### What the task requires
Answer these questions from the text on plagiarism detection:
(a) How many consecutive words make up each n-gram in the shingling example?
(b) What Jaccard score range should be expected for two normal essays on the same topic?
(c) In the worked comparison, how many shingles make up the intersection of the two texts?

### Reading text

——

Understanding plagiarism detection
N-gram fingerprints, side by side.
How a comparison-based plagiarism check works, the shingling algorithm behind it, and what it can and can't catch.
Shingling — the core idea.
Split each text into overlapping n-grams of (say) 5 consecutive words. "The quick brown fox jumps over the lazy dog" with n=5 gives "the quick brown fox jumps", "quick brown fox jumps over", "brown fox jumps over the", and so on. Each n-gram is a fingerprint of a 5-word span. Two texts share fingerprints if they share any 5-word spans. The proportion of shared n-grams is a similarity score.
Jaccard similarity.
The standard score: |A ∩ B| / |A ∪ B|. Number of shared n-grams divided by the size of the union. Output 0 (no overlap) to 1 (identical). For two normal essays on the same topic, expect 0.05-0.15 (some shared phrases for the subject matter). For copied text, expect 0.4 and up. The threshold for "this is plagiarism" depends on context — a textbook quotation rightly scores high; that's not plagiarism, it's a citation.
A worked comparison.
Two 500-word texts. Text A's shingle set has 496 unique 5-grams. Text B's has 489. The intersection: 287 shingles. Jaccard ≈ 287 / (496 + 489 − 287) ≈ 0.41. That's high enough to be suspicious. Drill in: highlight the matching n-grams in both texts; if they cluster in long contiguous spans, someone copy-pasted; if they're scattered across stock phrases, it's coincidental shared idiom.
Jaccard on 5-gram shingles
|A ∩ B| / |A ∪ B|
Set intersection over set union.
287 / (496 + 489 − 287) ≈ 0.41
= Suspicious — drill in
The three failure modes.

——

(Records from a data collection)
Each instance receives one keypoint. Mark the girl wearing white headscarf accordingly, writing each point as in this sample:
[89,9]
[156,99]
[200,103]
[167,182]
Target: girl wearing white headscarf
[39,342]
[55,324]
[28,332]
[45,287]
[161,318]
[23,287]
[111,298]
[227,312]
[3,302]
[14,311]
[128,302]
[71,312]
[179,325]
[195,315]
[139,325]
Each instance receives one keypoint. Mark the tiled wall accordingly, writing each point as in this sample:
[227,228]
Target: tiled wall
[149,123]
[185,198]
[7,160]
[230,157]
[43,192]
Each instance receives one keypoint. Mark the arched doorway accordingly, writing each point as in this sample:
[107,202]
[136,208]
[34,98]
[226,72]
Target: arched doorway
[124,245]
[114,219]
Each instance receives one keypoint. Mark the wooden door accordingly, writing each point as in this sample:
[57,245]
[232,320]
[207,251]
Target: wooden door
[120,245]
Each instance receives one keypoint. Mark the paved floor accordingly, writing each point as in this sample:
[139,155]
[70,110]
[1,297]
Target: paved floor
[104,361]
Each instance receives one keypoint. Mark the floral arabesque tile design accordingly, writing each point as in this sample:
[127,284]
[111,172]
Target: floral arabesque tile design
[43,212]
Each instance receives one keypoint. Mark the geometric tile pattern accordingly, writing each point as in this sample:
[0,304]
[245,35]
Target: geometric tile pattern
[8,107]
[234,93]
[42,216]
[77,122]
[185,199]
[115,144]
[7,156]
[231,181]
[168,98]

——

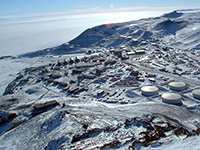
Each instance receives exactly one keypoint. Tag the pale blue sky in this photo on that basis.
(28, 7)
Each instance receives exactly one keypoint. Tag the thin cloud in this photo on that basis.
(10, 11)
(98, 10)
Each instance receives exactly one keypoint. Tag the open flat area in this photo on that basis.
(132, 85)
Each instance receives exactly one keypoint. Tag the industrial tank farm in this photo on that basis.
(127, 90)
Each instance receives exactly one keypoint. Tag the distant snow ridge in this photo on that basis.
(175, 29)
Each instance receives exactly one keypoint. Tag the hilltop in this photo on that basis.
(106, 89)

——

### Problem solution
(a) Five consecutive words.
(b) 0.05-0.15.
(c) 287 shingles.